Tugas a:
Tolong ringkas paragraf dalam kutipan tentang ancaman siber yang diawali "Sampai saat ini, Stuxnet" menjadi satu kalimat yang tetap memuat fakta utamanya.

Kutipan Teks:
* * * * *

Kedua, serangan orang dalam (insider attack) dan terakhir, pintu belakang (backdoor). Ardi mengatakan, backdoor bisa berasal dari software maupun hardware.

"Sampai saat ini, Stuxnet menjadi salah satu ancaman serius. Tak hanya itu, Stuxnet juga sudah berevolusi menjadi beberapa varian yang lebih canggih dan akan sulit di deteksi pada tahap awal," kata Ardi.

Menurut dia, potensi serangan juga bisa terjadi secara embedded yang tertanam di dalam hardware maupun aplikasi yang bisa menyerang setelah diaktifkan secara jarak jauh.

Jamse juga memiliki pendapat senada bahwa malware Stuxnet merupakan ancaman siber yang bisa terjadi pada BEI. “Sampai sekarang itu metode paling canggih,” kata James.

Tak hanya itu, James menambahkan bahwa serangan siber lain yang perlu diwaspadai adalah teknik rekayasa sosial (social engineering).

* * * * *

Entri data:

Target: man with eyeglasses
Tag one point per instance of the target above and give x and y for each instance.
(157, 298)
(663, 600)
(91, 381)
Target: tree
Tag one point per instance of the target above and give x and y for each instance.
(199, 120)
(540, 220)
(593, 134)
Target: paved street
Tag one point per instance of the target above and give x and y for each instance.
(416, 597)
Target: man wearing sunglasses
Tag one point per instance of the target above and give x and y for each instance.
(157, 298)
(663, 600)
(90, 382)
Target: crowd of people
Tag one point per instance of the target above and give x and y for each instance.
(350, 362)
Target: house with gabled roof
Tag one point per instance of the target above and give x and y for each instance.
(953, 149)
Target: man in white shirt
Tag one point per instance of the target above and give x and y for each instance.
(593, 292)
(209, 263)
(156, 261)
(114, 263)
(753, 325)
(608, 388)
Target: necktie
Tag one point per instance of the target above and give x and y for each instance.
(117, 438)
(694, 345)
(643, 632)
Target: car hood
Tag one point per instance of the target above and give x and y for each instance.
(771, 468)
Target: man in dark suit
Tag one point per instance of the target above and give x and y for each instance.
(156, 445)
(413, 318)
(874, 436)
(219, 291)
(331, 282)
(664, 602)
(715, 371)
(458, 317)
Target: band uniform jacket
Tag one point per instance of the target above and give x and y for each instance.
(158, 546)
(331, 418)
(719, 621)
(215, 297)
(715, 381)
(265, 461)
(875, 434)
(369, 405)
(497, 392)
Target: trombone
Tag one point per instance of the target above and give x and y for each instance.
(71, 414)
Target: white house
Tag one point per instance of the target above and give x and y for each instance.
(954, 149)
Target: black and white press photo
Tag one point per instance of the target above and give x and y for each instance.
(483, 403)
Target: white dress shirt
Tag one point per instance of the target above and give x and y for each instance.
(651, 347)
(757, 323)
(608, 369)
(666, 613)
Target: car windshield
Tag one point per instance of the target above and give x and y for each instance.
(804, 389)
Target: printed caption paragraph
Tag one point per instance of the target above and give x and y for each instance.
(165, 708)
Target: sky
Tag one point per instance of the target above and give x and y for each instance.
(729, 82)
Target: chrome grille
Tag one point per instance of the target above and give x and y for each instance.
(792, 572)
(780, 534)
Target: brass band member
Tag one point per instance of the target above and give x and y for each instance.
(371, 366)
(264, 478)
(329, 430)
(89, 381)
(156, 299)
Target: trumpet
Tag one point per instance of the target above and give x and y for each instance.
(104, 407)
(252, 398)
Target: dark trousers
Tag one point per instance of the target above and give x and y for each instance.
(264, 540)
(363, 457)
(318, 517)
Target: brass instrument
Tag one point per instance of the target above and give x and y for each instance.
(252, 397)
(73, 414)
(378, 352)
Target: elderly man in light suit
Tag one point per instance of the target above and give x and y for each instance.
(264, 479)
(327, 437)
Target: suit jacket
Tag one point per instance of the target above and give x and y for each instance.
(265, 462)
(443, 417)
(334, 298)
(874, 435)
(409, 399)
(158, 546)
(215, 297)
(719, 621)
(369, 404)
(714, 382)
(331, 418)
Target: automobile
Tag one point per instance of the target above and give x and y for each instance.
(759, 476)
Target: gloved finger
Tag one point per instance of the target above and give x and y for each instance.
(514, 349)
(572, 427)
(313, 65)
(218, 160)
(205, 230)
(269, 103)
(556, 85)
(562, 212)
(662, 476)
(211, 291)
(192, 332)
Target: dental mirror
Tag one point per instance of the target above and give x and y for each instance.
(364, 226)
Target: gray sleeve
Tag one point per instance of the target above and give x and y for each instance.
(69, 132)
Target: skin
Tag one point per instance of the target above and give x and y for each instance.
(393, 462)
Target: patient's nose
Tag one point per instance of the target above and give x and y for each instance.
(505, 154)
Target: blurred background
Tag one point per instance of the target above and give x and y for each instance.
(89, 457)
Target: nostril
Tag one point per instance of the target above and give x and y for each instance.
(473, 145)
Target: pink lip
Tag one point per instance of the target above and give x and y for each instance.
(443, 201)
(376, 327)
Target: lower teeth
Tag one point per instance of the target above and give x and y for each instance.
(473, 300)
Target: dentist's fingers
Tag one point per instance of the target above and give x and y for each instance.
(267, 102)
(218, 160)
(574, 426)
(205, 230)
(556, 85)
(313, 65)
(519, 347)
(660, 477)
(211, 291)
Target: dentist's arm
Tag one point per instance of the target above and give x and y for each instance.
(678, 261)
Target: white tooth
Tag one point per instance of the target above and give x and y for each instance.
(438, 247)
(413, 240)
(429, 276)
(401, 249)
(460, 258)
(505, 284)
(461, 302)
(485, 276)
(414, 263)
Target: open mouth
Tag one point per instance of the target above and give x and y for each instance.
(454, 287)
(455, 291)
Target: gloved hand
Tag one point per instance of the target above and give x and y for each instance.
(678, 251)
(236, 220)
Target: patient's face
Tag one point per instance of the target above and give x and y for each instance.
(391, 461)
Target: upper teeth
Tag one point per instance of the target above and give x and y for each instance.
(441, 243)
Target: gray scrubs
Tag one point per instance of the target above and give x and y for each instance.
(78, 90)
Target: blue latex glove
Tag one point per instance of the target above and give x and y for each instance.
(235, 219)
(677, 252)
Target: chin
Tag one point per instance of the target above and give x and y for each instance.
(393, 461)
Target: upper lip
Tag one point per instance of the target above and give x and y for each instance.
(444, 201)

* * * * *

Tugas b:
Perbarui entri data mulai dari baris yang memuat "Target: blue latex glove" sampai akhir entri data, termasuk kedua ujungnya, dengan mengganti "upper lip" menjadi "lower lip". Tuliskan kembali hanya baris-baris tersebut dan biarkan selebihnya tanpa perubahan.

Jawaban Lengkap a:
Menurut Ardi, Stuxnet hingga kini masih menjadi salah satu ancaman serius dan telah berevolusi menjadi beberapa varian yang lebih canggih, yang sulit dideteksi pada tahap awal.

Jawaban Lengkap b:
Target: blue latex glove
Tag one point per instance of the target above and give x and y for each instance.
(235, 219)
(677, 252)
Target: chin
Tag one point per instance of the target above and give x and y for each instance.
(393, 461)
Target: lower lip
Tag one point per instance of the target above and give x and y for each instance.
(444, 201)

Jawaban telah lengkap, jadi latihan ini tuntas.